## [INSTRUCTIONS FOR THE TASK]
Update the data from the line holding "Highlight metal fence post." through the line holding "left=140, top=121, right=153, bottom=133", inclusive, so that "Highlight" becomes "Outline" and everything else stays the same. Give back only those lines.

Items from a labeling collection
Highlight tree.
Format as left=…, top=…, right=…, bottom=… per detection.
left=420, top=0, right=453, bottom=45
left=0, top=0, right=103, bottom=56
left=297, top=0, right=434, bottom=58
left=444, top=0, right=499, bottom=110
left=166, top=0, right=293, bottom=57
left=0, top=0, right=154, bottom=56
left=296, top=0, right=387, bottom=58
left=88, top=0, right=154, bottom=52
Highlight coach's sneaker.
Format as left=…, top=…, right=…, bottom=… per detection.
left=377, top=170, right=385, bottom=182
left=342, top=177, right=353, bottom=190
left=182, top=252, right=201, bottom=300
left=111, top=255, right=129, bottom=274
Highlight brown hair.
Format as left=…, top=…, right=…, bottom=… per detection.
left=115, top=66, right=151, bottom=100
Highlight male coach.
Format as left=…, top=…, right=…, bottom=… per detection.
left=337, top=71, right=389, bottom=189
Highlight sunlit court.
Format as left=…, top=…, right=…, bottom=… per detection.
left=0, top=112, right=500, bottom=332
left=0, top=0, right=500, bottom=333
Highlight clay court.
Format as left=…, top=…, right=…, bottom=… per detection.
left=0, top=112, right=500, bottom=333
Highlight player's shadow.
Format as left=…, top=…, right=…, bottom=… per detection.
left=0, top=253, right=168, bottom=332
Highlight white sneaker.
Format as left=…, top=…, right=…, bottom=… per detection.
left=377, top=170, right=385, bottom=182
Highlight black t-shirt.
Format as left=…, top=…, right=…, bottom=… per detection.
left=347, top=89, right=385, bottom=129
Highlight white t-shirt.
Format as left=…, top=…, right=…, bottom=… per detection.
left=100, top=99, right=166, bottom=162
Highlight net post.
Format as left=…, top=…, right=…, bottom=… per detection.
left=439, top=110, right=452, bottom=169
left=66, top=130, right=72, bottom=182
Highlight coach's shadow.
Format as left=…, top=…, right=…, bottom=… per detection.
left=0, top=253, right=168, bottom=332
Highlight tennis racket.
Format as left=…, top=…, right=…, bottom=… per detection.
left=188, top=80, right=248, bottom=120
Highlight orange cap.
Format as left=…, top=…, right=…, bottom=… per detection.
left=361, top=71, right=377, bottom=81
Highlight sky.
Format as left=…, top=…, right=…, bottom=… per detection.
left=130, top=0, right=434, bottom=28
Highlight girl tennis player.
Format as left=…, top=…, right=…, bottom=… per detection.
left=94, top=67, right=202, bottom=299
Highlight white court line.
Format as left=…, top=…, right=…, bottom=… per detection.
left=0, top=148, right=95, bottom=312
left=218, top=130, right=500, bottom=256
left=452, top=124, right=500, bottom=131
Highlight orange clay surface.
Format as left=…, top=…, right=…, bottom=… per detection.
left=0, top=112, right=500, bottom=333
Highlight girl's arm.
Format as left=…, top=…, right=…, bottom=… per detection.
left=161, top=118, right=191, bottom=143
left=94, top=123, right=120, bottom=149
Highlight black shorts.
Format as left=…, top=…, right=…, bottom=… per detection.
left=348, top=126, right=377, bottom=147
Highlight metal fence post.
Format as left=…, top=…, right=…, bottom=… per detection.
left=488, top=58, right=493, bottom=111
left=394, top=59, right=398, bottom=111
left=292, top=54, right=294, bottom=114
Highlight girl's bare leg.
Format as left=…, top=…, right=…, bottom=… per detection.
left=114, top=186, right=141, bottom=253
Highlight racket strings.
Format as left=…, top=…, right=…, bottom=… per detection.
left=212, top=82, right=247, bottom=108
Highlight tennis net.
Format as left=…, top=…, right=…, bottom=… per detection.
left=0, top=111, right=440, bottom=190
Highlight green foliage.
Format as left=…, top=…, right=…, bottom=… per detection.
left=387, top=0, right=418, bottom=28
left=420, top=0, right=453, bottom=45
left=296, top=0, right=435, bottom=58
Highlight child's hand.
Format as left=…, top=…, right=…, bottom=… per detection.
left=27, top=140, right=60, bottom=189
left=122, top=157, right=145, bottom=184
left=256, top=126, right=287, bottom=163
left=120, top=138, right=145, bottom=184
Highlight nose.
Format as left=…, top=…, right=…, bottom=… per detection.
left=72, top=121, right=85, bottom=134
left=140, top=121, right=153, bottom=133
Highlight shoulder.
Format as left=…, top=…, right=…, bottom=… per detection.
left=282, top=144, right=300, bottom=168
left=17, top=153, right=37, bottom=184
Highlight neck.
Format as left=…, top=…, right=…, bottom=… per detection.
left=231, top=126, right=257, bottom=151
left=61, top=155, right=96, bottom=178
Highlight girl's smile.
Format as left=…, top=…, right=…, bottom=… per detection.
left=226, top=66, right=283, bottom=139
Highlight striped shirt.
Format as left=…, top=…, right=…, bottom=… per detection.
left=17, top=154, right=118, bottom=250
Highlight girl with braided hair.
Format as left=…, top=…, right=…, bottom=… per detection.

## [OUTPUT OF THE EXERCISE]
Outline metal fence post.
Format as left=…, top=…, right=…, bottom=… per detection.
left=488, top=58, right=493, bottom=111
left=394, top=59, right=398, bottom=111
left=292, top=54, right=294, bottom=114
Outline girl's bare leg.
Format as left=…, top=…, right=…, bottom=… per detection.
left=114, top=186, right=141, bottom=253
Outline racket strings.
Format as left=…, top=…, right=…, bottom=… per detection.
left=212, top=82, right=247, bottom=108
Outline tennis net.
Format as left=…, top=…, right=…, bottom=… per detection.
left=0, top=111, right=440, bottom=190
Outline green foliage.
Format as left=…, top=…, right=…, bottom=… per detection.
left=387, top=0, right=418, bottom=28
left=420, top=0, right=453, bottom=45
left=296, top=0, right=435, bottom=58
Outline child's hand.
Format as left=…, top=…, right=…, bottom=… per detection.
left=27, top=140, right=60, bottom=189
left=122, top=157, right=145, bottom=184
left=256, top=126, right=287, bottom=163
left=120, top=138, right=145, bottom=184
Outline nose.
Format as left=…, top=…, right=…, bottom=… per detection.
left=72, top=121, right=85, bottom=134
left=140, top=121, right=153, bottom=133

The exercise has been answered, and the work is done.